Machine Learning and Its Application in Banking Institution Problem

Adhi Rakhmat
Mandiri Engineering
6 min readJun 9, 2020

Disclaimer: This article is written for educational purpose only, and it is aiming non-expert to beginner readers who want to learn about how Banking Institutions can collaborate with machine learning. Besides, we can get more in-depth insight from customer data to NPL prediction and customer segmentation. That insight is expected to help the decision-maker to create or improve an existing product. The detailed process and result won’t be shown clearly to protect customer data, misleading information due to current model capability, and conceals company future strategies.

Part 1: What is Machine Learning?

Do you know what Machine Learning is? There are a lot of definitions of that term, but in this article, the writer would like to make it as simple as ‘the machine that learns’. Hmm, if that definition seems so simple, let the writer explain further about this term of a machine as ‘a baby’. When we first came to this world, as ‘a baby’, we couldn’t do anything. All we could do was crying and moving our bodies randomly. Gradually, we learned how to understand words and coordinate our body until we can speak fluently and even walk by ourselves.

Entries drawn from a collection

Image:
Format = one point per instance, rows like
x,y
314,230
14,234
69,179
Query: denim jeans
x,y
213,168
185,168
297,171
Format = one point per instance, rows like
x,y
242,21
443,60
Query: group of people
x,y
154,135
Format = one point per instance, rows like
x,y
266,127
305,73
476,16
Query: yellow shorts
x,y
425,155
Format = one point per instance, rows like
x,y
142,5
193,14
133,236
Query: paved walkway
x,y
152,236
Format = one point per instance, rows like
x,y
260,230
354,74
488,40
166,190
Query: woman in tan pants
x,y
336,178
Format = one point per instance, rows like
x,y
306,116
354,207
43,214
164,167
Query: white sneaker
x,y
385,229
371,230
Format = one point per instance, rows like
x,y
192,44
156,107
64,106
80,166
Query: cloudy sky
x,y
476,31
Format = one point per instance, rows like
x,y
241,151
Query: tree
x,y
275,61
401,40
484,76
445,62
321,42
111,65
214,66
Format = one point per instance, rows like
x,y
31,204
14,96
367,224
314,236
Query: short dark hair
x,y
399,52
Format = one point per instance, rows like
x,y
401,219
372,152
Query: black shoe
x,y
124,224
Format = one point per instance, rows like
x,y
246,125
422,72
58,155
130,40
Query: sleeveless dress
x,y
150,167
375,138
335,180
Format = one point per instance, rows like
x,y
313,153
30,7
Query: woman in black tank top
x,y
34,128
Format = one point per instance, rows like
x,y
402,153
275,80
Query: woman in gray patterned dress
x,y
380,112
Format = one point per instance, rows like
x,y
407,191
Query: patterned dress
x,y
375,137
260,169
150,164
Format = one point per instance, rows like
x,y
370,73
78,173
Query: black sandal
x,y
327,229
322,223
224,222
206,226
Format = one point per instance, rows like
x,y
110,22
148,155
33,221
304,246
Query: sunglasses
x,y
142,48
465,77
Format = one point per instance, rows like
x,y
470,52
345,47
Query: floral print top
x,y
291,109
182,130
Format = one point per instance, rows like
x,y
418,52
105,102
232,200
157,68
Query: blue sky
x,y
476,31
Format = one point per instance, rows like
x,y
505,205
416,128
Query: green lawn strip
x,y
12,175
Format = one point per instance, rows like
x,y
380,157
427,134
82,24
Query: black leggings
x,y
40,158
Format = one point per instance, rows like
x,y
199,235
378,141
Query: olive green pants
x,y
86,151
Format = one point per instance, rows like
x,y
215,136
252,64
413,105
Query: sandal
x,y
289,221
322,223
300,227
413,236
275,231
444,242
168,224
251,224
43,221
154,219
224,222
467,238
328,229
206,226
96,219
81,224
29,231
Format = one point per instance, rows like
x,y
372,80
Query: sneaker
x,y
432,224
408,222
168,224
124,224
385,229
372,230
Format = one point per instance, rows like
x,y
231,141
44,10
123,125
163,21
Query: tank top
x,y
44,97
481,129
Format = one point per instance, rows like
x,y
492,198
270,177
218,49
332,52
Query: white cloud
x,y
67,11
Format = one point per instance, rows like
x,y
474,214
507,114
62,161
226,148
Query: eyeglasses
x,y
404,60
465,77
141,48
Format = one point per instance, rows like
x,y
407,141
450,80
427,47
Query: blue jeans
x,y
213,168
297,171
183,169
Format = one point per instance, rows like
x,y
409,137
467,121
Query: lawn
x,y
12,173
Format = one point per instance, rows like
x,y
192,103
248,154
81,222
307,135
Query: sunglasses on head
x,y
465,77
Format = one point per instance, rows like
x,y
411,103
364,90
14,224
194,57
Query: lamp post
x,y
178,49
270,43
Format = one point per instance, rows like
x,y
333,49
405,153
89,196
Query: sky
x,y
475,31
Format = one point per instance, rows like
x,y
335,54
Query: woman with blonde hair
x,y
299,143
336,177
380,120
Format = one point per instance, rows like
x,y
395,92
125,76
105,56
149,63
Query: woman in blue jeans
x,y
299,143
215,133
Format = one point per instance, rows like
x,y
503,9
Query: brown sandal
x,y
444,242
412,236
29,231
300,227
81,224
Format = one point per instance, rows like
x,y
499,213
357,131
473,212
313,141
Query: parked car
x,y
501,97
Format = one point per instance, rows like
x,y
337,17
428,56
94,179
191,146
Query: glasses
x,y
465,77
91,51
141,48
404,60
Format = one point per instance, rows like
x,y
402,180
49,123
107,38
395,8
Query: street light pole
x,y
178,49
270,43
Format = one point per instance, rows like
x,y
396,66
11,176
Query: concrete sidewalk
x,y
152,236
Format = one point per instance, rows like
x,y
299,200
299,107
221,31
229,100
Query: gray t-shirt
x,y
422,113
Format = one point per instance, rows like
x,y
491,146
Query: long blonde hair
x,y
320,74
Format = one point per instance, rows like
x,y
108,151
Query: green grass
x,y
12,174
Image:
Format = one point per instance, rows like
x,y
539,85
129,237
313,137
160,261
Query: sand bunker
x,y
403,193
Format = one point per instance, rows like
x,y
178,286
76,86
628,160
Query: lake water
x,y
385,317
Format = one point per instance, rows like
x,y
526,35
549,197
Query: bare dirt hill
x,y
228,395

◆ Goal: Write out the passage of the machine learning article that begins at the words "Adhi Rakhmat" and ends after the words "is Machine Learning?", keeping every word as it appears in the article.

◆ Full solution:
Adhi Rakhmat
Mandiri Engineering
6 min readJun 9, 2020

Disclaimer: This article is written for educational purpose only, and it is aiming non-expert to beginner readers who want to learn about how Banking Institutions can collaborate with machine learning. Besides, we can get more in-depth insight from customer data to NPL prediction and customer segmentation. That insight is expected to help the decision-maker to create or improve an existing product. The detailed process and result won’t be shown clearly to protect customer data, misleading information due to current model capability, and conceals company future strategies.

Part 1: What is Machine Learning?